*RECORD EXTRACTS:*
----
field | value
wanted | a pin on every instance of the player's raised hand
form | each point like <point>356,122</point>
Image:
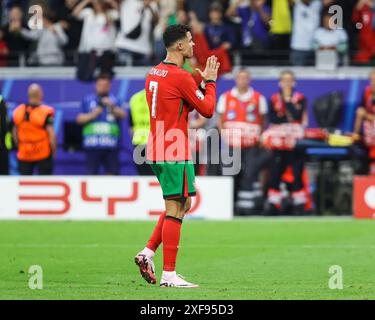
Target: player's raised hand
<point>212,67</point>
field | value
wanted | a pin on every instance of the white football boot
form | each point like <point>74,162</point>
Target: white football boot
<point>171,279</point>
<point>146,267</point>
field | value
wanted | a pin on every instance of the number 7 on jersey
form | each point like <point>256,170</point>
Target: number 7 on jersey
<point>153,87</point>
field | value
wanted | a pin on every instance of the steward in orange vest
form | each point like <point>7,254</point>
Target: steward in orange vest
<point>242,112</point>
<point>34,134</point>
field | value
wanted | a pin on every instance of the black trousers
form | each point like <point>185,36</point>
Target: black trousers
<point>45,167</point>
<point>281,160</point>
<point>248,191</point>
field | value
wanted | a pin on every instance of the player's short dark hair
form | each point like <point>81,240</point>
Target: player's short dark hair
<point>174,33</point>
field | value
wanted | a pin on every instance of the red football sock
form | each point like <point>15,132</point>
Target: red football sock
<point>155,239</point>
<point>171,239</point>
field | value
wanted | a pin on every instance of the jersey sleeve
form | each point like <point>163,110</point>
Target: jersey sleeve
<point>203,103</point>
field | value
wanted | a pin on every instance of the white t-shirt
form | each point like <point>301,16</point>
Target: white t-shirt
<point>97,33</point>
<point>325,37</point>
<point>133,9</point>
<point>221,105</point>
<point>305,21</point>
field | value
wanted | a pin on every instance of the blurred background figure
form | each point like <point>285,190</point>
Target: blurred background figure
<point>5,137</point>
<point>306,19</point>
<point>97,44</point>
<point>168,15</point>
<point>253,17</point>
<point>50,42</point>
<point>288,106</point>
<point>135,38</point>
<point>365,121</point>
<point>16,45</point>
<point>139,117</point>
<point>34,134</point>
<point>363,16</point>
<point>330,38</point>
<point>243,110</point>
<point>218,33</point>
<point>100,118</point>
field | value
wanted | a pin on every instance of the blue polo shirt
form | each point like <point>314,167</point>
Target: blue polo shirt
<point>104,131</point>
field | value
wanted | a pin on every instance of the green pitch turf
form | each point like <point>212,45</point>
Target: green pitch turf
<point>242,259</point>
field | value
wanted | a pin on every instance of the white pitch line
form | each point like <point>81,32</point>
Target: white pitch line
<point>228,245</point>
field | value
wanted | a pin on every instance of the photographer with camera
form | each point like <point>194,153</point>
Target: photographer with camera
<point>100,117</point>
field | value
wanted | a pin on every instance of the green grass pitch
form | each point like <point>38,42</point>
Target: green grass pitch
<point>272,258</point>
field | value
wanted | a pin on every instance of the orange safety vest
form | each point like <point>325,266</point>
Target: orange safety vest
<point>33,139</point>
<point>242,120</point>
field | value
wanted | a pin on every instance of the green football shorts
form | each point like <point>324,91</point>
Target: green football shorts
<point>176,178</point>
----
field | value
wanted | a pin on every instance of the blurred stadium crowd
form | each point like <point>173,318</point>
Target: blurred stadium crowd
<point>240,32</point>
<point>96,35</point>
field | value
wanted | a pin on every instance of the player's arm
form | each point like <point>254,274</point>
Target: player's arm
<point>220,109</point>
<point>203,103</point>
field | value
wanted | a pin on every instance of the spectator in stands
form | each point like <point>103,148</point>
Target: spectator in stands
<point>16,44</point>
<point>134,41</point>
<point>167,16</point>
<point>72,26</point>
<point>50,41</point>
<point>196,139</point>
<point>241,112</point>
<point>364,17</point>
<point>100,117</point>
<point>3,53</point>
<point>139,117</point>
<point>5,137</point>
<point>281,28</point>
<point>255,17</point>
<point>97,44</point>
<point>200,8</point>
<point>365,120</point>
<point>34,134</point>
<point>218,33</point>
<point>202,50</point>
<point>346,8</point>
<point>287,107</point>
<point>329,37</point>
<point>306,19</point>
----
*WORK ITEM:*
Please, from the entries above, set down exactly the lines from the one containing "form | each point like <point>314,167</point>" through the one containing "form | each point like <point>212,45</point>", and only those.

*RESPONSE BOX:*
form | each point like <point>314,167</point>
Target: blue polo shirt
<point>104,131</point>
field | value
wanted | a pin on every instance of the green pitch turf
form | each point like <point>212,45</point>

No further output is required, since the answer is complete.